[Records]
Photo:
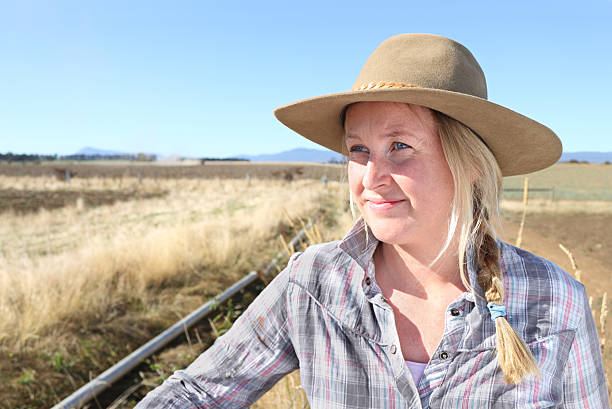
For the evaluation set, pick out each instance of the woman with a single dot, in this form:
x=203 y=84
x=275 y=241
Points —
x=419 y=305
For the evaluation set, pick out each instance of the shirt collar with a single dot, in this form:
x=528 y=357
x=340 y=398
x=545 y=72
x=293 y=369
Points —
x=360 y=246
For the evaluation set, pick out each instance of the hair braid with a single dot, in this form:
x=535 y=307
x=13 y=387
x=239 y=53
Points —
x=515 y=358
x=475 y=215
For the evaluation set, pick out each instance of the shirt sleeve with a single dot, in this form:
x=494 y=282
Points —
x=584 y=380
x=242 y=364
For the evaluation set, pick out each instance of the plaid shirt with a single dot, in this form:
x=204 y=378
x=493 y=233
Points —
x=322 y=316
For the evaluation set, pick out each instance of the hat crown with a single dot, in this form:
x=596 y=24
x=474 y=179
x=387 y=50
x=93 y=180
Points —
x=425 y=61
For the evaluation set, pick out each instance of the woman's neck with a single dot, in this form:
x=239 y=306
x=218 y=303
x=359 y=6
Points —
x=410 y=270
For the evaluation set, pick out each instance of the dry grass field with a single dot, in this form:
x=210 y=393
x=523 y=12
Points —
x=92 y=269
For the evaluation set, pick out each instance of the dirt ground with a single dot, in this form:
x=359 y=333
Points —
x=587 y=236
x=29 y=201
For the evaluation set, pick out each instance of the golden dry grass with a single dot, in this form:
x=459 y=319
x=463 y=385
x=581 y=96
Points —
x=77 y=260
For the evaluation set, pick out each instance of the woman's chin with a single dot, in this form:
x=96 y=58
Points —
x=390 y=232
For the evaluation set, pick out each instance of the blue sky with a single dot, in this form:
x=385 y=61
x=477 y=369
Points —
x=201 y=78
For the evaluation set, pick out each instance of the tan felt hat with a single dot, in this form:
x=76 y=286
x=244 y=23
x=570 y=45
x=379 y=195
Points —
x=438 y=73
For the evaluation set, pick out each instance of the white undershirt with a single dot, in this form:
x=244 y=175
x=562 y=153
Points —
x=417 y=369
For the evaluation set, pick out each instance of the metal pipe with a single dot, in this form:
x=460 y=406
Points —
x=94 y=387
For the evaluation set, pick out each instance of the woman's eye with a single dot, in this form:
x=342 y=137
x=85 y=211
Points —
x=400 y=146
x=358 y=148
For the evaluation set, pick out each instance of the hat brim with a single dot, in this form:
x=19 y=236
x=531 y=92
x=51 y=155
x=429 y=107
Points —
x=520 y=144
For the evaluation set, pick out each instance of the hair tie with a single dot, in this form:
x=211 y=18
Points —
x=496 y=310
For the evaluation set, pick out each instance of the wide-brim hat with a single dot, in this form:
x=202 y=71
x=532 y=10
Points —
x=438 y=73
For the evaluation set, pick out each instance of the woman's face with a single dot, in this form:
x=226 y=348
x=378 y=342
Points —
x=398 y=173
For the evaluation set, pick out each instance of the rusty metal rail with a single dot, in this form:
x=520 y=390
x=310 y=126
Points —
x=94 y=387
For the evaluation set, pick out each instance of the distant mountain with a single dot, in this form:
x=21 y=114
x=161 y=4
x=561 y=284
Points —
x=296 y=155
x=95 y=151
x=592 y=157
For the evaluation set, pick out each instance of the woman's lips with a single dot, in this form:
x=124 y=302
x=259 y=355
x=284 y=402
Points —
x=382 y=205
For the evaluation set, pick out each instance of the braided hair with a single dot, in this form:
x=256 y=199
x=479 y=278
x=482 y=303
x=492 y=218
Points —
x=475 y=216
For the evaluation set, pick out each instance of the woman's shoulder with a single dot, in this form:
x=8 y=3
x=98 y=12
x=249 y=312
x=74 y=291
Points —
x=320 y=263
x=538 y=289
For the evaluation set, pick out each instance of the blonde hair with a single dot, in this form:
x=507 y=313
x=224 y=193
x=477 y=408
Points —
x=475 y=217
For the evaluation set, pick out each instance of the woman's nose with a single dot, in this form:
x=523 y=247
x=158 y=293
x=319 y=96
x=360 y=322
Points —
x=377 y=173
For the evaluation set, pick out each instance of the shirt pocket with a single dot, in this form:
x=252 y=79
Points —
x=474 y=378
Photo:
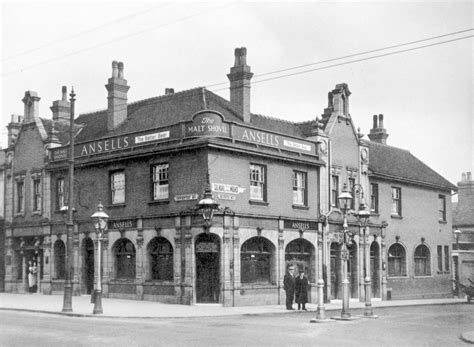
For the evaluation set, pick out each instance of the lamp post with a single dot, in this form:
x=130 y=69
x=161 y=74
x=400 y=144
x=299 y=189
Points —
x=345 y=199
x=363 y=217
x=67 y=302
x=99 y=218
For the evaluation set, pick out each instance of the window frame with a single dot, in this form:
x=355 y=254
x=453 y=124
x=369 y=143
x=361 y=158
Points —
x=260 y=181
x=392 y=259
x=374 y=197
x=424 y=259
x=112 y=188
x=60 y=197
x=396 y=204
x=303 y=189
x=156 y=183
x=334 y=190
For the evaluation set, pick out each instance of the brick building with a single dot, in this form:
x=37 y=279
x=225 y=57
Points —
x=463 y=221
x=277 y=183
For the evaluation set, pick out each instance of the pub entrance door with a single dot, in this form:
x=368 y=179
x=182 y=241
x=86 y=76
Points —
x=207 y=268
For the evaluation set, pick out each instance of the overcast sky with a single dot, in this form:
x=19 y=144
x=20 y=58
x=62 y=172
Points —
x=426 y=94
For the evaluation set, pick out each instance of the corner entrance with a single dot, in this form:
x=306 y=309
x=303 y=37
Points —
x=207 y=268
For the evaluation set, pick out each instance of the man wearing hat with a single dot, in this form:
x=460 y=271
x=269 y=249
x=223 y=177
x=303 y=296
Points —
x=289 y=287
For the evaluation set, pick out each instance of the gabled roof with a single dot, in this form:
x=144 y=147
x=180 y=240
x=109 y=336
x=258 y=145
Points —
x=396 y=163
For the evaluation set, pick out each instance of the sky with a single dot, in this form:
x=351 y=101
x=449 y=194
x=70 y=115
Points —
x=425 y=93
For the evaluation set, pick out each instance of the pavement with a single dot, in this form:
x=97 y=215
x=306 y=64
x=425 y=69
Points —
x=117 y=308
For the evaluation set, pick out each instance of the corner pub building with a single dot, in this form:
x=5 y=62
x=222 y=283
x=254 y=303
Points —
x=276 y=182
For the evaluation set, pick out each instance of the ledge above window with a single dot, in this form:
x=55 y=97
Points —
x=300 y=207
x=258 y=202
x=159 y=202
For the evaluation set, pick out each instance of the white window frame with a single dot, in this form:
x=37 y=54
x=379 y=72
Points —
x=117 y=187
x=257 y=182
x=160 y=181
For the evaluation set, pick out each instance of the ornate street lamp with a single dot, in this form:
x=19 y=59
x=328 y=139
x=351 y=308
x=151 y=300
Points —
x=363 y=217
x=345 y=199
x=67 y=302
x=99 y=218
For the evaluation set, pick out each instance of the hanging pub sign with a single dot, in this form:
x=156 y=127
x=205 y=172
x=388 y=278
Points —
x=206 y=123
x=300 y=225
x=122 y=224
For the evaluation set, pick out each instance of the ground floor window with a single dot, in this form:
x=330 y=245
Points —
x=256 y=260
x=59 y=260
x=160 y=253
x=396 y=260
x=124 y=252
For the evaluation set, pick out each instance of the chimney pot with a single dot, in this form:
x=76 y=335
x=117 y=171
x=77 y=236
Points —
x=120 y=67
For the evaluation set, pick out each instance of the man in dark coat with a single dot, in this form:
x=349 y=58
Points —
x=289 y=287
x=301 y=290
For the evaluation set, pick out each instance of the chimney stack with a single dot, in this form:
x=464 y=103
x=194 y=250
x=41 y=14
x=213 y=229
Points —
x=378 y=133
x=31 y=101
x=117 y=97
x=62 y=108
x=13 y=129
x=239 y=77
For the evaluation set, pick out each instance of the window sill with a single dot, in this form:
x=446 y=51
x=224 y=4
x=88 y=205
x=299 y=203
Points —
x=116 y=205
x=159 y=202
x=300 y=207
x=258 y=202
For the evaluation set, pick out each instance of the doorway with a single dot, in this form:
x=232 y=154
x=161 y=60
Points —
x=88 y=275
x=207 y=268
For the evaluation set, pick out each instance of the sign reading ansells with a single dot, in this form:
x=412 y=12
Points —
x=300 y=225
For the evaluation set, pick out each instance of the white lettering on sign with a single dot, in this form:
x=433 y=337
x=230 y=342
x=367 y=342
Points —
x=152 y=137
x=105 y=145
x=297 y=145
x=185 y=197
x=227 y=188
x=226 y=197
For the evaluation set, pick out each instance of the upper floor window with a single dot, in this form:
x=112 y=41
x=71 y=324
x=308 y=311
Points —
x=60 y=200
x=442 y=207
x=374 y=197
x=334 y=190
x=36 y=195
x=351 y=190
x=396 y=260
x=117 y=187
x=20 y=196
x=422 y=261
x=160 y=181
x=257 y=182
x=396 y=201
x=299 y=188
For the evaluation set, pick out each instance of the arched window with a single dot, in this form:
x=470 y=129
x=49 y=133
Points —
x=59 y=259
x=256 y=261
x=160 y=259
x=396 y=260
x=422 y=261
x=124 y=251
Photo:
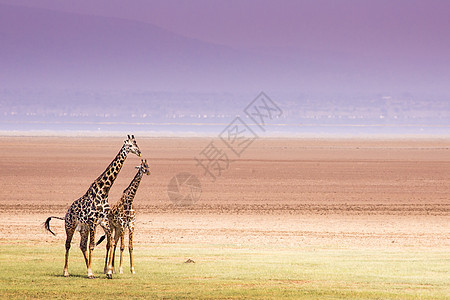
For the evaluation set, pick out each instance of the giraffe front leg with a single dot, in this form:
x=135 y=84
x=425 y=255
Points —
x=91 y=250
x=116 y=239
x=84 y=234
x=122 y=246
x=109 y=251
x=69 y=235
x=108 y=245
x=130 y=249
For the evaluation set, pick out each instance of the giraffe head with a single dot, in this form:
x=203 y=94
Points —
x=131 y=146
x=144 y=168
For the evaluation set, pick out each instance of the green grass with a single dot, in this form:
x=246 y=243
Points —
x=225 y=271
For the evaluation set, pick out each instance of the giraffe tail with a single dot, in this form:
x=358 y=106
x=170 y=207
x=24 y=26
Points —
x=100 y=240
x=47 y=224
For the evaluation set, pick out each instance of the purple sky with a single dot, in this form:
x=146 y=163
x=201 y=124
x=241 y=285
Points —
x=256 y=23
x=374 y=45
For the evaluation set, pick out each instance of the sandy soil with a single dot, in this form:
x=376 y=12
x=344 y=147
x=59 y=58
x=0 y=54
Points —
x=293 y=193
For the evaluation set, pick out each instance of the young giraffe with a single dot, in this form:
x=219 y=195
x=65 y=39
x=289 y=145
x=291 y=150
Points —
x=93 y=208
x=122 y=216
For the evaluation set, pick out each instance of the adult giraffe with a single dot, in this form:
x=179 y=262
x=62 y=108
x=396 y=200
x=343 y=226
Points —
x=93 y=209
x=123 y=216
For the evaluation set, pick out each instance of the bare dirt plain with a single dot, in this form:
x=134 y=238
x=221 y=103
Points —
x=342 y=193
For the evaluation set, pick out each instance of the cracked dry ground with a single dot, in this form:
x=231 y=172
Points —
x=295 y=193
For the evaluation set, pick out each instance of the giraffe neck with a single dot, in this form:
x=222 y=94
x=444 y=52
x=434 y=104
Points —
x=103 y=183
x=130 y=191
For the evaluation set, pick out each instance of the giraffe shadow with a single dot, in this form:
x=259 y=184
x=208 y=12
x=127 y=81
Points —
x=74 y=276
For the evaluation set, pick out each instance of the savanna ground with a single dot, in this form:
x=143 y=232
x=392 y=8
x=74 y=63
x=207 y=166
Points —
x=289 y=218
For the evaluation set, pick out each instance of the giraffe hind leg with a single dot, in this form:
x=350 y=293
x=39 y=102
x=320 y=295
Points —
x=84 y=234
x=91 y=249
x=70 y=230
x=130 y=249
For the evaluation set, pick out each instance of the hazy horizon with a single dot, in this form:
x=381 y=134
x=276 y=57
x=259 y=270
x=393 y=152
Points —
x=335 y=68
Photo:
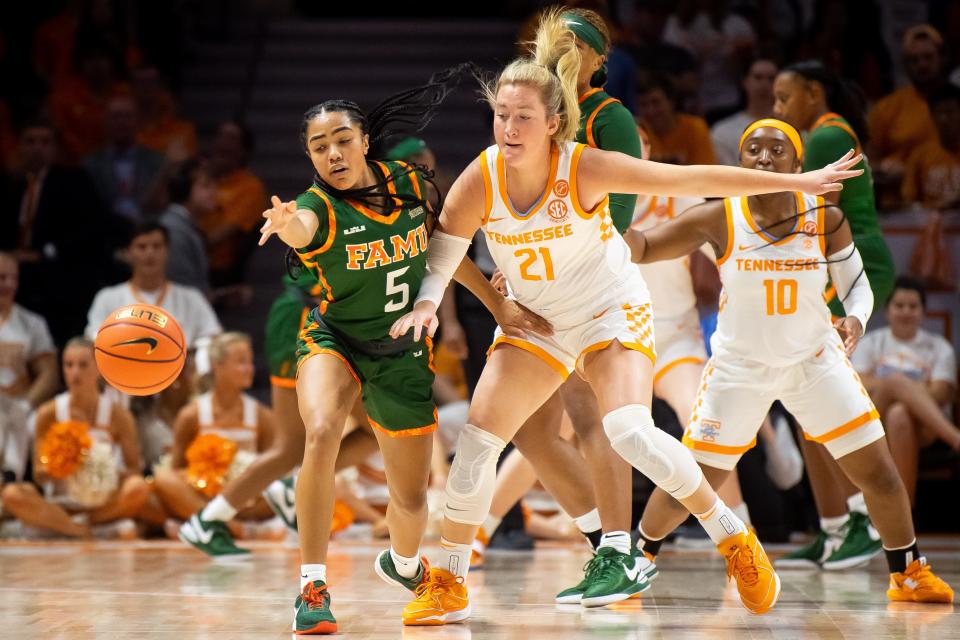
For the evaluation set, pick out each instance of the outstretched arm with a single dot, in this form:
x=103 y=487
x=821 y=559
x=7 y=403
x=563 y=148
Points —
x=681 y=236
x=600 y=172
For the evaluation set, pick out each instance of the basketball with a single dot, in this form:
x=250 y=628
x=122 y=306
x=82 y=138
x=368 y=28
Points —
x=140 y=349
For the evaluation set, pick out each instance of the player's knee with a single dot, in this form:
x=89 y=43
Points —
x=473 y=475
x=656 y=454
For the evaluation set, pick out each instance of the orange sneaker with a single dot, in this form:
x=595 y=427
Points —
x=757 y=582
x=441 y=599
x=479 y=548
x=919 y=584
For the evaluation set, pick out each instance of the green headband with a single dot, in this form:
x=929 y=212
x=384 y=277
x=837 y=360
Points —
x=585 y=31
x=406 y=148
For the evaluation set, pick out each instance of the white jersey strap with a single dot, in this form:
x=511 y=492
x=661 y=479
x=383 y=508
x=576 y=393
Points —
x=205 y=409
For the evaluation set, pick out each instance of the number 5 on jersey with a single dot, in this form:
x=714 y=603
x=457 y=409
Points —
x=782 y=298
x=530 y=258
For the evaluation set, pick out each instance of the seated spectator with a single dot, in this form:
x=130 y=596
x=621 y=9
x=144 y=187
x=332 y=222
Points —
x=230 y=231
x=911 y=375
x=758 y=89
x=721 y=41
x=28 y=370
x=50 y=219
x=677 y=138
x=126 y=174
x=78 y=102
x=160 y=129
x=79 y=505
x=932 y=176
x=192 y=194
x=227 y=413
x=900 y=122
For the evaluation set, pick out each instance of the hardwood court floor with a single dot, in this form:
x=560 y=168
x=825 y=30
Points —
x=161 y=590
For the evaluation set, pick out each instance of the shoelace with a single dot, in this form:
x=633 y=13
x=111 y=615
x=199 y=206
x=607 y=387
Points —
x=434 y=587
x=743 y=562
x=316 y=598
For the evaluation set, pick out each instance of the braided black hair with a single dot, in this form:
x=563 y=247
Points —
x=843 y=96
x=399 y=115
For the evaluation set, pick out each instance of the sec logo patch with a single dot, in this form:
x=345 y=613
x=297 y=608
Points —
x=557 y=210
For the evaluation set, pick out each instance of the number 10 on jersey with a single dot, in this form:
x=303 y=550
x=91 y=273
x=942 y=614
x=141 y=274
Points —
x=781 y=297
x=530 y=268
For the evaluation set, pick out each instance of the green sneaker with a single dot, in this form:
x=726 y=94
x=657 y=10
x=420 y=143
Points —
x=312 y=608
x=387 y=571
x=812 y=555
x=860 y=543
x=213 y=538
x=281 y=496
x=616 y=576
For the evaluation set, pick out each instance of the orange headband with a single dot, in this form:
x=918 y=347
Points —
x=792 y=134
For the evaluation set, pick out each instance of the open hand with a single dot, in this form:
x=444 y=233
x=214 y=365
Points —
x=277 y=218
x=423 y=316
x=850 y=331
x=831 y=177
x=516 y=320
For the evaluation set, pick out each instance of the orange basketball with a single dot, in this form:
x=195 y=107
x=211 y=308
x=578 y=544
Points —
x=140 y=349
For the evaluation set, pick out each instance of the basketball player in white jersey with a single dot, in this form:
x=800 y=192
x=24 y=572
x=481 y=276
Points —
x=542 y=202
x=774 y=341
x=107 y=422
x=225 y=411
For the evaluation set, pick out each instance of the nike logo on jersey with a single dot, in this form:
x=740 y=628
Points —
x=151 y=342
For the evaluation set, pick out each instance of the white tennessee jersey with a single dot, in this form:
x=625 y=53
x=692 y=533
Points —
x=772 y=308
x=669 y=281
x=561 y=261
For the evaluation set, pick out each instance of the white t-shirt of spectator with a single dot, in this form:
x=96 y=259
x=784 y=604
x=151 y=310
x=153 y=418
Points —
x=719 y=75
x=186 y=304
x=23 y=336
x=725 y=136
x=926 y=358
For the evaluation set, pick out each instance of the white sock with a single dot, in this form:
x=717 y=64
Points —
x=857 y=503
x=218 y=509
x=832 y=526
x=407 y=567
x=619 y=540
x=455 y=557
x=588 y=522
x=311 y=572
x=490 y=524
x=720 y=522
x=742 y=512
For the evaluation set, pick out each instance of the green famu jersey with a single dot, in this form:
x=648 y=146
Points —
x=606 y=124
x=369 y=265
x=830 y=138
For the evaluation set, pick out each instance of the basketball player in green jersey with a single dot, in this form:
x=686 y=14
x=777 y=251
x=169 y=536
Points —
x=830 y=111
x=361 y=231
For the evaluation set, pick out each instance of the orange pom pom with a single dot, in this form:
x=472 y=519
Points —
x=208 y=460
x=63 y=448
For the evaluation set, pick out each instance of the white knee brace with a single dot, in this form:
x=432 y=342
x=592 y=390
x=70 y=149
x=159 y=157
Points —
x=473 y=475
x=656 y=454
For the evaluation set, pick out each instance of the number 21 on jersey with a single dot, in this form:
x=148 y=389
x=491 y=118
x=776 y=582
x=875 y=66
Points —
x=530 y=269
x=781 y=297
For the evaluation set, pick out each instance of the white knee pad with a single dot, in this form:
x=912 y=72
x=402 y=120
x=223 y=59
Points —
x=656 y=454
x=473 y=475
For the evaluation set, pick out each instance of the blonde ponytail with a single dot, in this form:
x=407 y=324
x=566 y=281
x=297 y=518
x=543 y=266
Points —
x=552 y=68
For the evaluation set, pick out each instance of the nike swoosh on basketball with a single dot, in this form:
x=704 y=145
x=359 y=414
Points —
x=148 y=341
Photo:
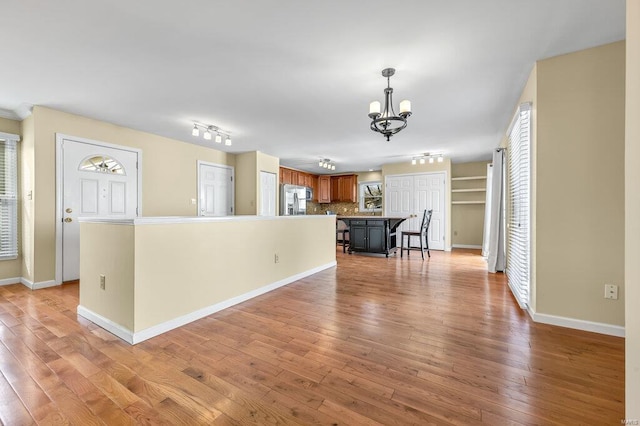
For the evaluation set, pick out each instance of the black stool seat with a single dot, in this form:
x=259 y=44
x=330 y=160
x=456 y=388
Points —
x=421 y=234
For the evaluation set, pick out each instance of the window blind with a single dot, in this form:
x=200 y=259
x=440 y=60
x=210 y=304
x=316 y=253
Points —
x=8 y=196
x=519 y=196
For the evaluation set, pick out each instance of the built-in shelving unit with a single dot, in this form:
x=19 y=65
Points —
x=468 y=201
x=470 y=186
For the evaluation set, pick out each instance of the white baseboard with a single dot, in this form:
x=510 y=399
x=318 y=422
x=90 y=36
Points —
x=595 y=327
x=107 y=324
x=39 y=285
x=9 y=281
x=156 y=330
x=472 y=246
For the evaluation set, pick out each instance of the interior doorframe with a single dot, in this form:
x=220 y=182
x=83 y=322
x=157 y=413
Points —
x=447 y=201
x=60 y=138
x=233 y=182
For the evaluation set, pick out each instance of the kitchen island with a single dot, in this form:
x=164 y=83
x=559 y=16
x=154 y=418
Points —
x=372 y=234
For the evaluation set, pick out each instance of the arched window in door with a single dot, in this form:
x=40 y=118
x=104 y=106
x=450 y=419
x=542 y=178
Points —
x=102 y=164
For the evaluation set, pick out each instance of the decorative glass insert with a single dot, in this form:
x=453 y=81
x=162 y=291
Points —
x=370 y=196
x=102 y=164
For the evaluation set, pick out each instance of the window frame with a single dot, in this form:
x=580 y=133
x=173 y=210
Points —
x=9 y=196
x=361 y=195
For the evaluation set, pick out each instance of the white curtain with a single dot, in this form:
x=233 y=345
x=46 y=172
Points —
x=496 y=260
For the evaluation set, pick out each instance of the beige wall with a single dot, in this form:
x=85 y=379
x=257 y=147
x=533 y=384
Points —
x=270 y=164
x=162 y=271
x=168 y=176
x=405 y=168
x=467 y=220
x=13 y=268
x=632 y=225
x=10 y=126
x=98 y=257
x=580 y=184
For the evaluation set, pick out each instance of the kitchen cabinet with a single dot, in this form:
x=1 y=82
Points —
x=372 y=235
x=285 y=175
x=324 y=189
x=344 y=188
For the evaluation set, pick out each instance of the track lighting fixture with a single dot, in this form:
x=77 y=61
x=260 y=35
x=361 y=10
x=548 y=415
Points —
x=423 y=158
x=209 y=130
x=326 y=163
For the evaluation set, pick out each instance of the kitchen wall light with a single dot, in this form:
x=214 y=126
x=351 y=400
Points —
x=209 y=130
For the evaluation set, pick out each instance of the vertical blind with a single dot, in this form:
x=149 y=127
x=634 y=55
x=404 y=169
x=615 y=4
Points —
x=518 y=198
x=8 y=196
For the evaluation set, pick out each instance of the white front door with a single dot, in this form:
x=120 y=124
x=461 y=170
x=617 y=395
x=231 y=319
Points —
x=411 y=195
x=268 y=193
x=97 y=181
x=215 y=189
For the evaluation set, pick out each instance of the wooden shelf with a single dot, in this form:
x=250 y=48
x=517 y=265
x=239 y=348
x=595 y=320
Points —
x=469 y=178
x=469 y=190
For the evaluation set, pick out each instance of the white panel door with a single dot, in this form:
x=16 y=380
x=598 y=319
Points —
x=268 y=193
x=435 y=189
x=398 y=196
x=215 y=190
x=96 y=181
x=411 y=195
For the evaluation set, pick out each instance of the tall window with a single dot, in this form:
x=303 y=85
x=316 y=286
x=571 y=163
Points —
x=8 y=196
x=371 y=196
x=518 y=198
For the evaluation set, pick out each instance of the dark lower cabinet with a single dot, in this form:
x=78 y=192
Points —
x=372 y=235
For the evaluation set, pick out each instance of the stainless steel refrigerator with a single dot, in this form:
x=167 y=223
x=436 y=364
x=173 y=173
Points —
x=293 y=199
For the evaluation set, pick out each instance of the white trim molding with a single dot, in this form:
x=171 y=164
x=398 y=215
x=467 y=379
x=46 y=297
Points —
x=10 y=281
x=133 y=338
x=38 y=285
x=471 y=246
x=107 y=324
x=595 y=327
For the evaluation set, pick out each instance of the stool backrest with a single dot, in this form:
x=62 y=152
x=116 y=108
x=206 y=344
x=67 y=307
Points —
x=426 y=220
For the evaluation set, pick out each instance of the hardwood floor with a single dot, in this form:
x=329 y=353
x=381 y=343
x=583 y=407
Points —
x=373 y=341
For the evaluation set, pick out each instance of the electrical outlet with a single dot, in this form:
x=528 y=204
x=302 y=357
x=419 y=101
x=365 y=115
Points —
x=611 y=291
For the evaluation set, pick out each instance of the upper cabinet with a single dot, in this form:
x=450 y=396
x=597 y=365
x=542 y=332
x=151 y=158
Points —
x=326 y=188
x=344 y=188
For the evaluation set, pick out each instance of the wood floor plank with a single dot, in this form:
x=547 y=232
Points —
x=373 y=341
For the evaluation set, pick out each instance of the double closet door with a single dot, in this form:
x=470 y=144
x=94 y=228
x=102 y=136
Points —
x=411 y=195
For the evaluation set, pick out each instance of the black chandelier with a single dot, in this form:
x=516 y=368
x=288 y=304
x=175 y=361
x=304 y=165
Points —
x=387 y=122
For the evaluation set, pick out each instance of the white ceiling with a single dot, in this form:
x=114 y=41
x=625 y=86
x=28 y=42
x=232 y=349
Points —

Exercise brief:
List the items from the line with "player in green" to the line with "x=361 y=231" as a numbered list, both of those lines included and blank lines omitted.

Response:
1. For the evaluation set, pick out each instance of the basketball player in green jersey with a single dot, in this form:
2. x=686 y=14
3. x=777 y=251
4. x=169 y=536
5. Points —
6. x=830 y=111
7. x=361 y=231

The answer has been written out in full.